After reading the lines below, count those that contain "cumulus" and give the count alone.

Start of EXTRACTED ENTRIES

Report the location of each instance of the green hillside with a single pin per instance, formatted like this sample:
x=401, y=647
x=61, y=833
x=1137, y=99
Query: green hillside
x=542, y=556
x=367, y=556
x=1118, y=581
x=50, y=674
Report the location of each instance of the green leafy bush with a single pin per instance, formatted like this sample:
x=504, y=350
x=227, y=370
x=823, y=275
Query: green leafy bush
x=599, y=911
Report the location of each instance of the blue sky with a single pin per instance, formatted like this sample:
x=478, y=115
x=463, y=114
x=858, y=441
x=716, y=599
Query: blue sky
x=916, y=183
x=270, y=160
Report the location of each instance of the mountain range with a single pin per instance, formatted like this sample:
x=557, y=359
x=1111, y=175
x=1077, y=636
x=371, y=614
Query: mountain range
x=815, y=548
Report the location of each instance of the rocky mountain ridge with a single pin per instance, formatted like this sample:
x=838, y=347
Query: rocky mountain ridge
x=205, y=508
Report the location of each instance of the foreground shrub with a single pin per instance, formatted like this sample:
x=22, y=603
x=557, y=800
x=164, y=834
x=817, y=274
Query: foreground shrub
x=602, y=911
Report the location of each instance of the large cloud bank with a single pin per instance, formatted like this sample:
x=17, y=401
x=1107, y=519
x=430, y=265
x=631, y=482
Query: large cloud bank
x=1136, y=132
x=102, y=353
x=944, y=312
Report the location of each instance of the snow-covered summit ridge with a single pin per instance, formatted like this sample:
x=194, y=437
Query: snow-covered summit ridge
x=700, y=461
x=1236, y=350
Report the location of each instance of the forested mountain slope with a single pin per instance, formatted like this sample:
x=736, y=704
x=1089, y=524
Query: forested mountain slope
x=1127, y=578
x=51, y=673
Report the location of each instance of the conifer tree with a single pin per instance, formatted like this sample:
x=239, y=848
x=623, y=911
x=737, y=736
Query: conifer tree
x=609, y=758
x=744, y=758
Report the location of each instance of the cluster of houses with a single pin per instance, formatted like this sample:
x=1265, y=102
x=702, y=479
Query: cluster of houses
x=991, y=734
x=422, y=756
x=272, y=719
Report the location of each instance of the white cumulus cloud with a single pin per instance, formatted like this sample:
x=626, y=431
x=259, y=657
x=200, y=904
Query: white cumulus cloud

End of EXTRACTED ENTRIES

*EXPECTED ANSWER*. 2